Work required:
The records below are to be transcribed exactly as they appear.

Given records:
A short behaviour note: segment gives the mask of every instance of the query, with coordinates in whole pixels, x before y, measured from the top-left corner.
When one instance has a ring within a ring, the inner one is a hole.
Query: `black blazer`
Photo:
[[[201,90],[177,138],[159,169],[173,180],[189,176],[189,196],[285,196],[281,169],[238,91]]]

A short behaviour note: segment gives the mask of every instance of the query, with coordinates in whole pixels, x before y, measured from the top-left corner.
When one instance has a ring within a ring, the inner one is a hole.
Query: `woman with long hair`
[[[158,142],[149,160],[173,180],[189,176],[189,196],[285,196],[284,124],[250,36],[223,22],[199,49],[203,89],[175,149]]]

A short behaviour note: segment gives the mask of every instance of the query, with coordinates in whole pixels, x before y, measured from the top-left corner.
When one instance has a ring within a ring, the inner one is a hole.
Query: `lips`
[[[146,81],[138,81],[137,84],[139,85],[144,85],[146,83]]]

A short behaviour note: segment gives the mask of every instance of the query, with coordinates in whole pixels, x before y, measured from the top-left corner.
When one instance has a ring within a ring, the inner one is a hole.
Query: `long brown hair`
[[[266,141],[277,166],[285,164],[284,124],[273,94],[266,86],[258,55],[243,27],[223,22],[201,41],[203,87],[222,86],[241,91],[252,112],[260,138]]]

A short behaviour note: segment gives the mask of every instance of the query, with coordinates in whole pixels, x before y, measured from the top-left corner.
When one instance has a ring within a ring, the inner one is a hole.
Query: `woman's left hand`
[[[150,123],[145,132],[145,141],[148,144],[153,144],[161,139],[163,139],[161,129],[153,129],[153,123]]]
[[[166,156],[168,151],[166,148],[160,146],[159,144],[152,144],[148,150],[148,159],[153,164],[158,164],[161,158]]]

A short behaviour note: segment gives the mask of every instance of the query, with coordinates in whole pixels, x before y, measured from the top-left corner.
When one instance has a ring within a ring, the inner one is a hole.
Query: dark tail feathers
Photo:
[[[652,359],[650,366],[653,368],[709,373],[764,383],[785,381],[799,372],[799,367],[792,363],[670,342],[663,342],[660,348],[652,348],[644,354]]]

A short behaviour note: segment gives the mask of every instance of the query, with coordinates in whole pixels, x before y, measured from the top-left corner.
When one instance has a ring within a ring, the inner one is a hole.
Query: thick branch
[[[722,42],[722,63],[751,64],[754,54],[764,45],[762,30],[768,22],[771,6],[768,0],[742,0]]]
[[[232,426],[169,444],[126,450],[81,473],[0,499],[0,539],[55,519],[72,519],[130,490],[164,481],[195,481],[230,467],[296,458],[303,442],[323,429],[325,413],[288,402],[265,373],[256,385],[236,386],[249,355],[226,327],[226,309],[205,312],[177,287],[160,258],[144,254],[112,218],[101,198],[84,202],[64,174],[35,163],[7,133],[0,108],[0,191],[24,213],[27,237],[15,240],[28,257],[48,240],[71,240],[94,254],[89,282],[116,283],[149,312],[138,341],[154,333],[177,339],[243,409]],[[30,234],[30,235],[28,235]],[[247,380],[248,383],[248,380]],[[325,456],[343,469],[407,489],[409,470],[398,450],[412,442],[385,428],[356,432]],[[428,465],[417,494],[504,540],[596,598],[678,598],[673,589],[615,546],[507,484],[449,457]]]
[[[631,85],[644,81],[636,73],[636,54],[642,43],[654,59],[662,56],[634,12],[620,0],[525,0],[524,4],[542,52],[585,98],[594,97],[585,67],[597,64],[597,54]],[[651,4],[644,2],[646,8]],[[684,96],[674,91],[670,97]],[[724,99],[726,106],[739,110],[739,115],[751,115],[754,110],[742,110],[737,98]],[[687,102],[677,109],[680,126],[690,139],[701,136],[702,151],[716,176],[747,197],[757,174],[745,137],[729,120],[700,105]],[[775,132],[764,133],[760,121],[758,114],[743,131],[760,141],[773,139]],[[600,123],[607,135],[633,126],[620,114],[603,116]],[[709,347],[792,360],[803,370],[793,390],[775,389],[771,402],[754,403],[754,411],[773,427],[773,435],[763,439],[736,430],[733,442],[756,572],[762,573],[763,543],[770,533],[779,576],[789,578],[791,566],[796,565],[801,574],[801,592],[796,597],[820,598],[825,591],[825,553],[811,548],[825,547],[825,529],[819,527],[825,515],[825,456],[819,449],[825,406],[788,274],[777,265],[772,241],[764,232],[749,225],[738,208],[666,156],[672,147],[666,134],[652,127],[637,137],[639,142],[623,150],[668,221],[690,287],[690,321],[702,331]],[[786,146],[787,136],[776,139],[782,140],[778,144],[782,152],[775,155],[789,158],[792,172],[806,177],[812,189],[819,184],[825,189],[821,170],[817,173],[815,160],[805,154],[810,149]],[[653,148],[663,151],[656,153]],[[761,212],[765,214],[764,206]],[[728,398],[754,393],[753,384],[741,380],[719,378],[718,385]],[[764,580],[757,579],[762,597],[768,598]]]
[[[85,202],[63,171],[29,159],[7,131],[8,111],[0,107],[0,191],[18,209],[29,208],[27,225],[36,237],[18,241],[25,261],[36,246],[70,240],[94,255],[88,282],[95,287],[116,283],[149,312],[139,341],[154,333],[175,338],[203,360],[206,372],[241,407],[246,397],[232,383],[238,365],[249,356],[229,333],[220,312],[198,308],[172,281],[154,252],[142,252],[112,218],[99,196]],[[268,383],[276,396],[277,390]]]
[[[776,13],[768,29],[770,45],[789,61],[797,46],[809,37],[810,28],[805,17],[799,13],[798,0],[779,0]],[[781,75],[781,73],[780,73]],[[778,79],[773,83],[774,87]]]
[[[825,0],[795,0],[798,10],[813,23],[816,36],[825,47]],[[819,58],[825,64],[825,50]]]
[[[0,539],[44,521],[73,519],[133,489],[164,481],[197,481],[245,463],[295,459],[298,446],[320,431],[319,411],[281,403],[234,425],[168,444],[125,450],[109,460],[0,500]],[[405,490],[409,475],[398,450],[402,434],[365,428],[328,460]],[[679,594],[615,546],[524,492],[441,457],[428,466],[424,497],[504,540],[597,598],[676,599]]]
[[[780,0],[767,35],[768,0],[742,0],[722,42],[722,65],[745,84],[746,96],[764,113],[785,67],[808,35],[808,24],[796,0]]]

Solved exercise:
A short behaviour note: segment gives the mask of every instance of the query, with coordinates in whole pixels, x before y, measured from the top-left corner.
When one instance has a ring within a ring, the inner one is a hole.
Query: `black blazer`
Photo:
[[[201,90],[177,138],[159,169],[173,180],[189,176],[189,196],[285,196],[281,169],[238,91]]]

A short behaviour note: segment gives the mask of every instance of the query, with coordinates in whole pixels, x before y, measured from the top-left corner.
When one instance has a ring within a ring, the inner one is a hole.
Query: `woman with long hair`
[[[158,142],[149,160],[173,180],[189,176],[189,196],[285,196],[284,124],[250,36],[223,22],[199,49],[203,89],[175,149]]]

A short behaviour note: segment gives the mask of every instance of the query, with coordinates in whole pixels, x before y, measured from the top-left corner.
When one instance has a ring within a ring, the inner one is a hole.
Query: `lips`
[[[146,81],[138,81],[137,84],[139,85],[144,85],[146,83]]]

A short behaviour note: segment gives the mask of every instance of the query, with coordinates in whole pixels, x before y, measured from the top-left corner.
When one instance has a ring within a ring, the inner one is a hole.
Query: `long brown hair`
[[[266,141],[277,166],[285,164],[284,124],[273,94],[266,86],[258,55],[243,27],[223,22],[201,41],[203,87],[222,86],[241,91],[252,112],[260,138]]]

A short behaviour note: segment gives the mask of every instance of the query, with coordinates in whole pixels, x before y, measured from the top-left corner.
When one instance has a ring within a ring, the inner one is a hole.
Query: `woman's left hand`
[[[150,123],[145,132],[145,141],[148,144],[153,144],[161,139],[163,139],[161,129],[153,129],[153,123]]]
[[[166,156],[168,151],[166,148],[160,146],[159,144],[152,144],[148,150],[148,159],[153,164],[158,164],[161,158]]]

A short behaviour note: segment gives the mask of every instance of the query, with coordinates in whole pixels, x before y, measured from the top-left corner.
When one instance has a ring within a ring, the inner one is a hole.
Query: dark tail feathers
Photo:
[[[652,359],[650,366],[653,368],[709,373],[764,383],[785,381],[799,372],[799,367],[792,363],[670,342],[663,342],[660,348],[652,348],[644,354]]]

A short behaviour note: segment gives the mask of every instance of the query, with coordinates in whole pixels, x before y, measured from the top-left corner.
When one instance has a ring within a ring, the inner one is a hole.
Query: thick branch
[[[722,42],[722,63],[751,64],[754,54],[764,45],[762,30],[768,22],[771,6],[768,0],[742,0]]]
[[[232,426],[169,444],[126,450],[81,473],[0,499],[0,539],[55,519],[72,519],[130,490],[164,481],[195,481],[230,467],[296,458],[303,442],[323,429],[325,413],[288,402],[265,373],[256,385],[236,386],[249,355],[226,327],[226,309],[205,312],[177,287],[160,258],[144,254],[112,218],[101,198],[84,202],[64,174],[35,163],[7,133],[0,108],[0,191],[24,213],[27,237],[15,240],[28,257],[48,240],[71,240],[94,254],[89,282],[116,283],[149,312],[138,341],[154,333],[177,339],[243,409]],[[30,234],[30,235],[28,235]],[[247,380],[248,383],[248,380]],[[325,456],[343,469],[407,489],[409,470],[398,450],[412,442],[385,428],[356,432]],[[428,465],[417,494],[504,540],[596,598],[678,598],[673,589],[615,546],[507,484],[449,457]]]
[[[631,85],[644,81],[636,73],[636,54],[642,43],[654,59],[662,56],[634,12],[620,0],[525,0],[524,4],[542,52],[585,98],[594,97],[585,67],[597,64],[597,54]],[[651,4],[644,2],[646,8]],[[684,96],[674,91],[670,97]],[[724,99],[726,106],[739,110],[739,115],[751,115],[754,110],[742,110],[737,98]],[[687,102],[677,109],[680,126],[690,139],[701,136],[702,151],[716,176],[747,197],[757,174],[745,137],[729,120],[700,105]],[[775,132],[764,133],[760,121],[758,114],[743,131],[760,141],[773,139]],[[600,123],[607,135],[633,126],[620,114],[603,116]],[[709,347],[792,360],[803,370],[793,390],[775,389],[771,402],[754,403],[754,411],[773,427],[773,435],[763,439],[736,430],[733,442],[756,572],[762,573],[763,543],[770,533],[779,576],[789,578],[791,566],[796,565],[801,574],[801,592],[796,597],[820,598],[825,591],[825,553],[811,548],[825,547],[825,529],[819,527],[825,515],[825,456],[819,449],[825,406],[788,274],[777,265],[772,241],[764,232],[749,225],[738,208],[666,156],[672,147],[666,134],[652,127],[637,137],[639,142],[623,150],[668,221],[690,287],[690,321],[702,331]],[[786,146],[787,136],[776,139],[782,140],[778,144],[782,152],[775,155],[789,158],[792,172],[806,177],[812,189],[819,184],[825,189],[821,170],[817,173],[815,160],[805,154],[810,149]],[[653,148],[663,151],[656,153]],[[761,212],[765,214],[764,206]],[[728,398],[754,393],[753,384],[741,380],[719,378],[718,385]],[[764,580],[757,579],[762,597],[768,598]]]
[[[85,202],[63,171],[29,159],[7,131],[8,111],[0,107],[0,191],[18,209],[29,208],[27,225],[36,237],[18,241],[25,261],[36,246],[70,240],[94,255],[88,282],[95,287],[116,283],[149,312],[139,341],[154,333],[175,338],[203,360],[206,372],[241,407],[246,397],[232,383],[238,365],[249,356],[229,333],[220,312],[198,308],[172,281],[154,252],[142,252],[112,218],[99,196]],[[268,383],[276,396],[277,390]]]
[[[776,13],[768,29],[770,45],[789,61],[797,46],[809,37],[810,28],[805,17],[799,13],[798,0],[779,0]],[[781,75],[781,73],[780,73]],[[778,79],[773,83],[774,87]]]
[[[825,0],[795,0],[798,10],[813,23],[816,36],[825,47]],[[819,58],[825,64],[825,50]]]
[[[0,539],[44,521],[73,519],[133,489],[164,481],[197,481],[245,463],[295,459],[298,446],[320,431],[319,411],[281,403],[234,425],[168,444],[125,450],[109,460],[0,500]],[[405,490],[409,475],[398,450],[402,434],[365,428],[328,460]],[[679,594],[615,546],[524,492],[441,457],[428,466],[424,497],[504,540],[597,598],[676,599]]]
[[[780,0],[767,35],[768,0],[742,0],[722,42],[722,65],[745,84],[746,96],[764,113],[785,67],[808,35],[808,24],[796,0]]]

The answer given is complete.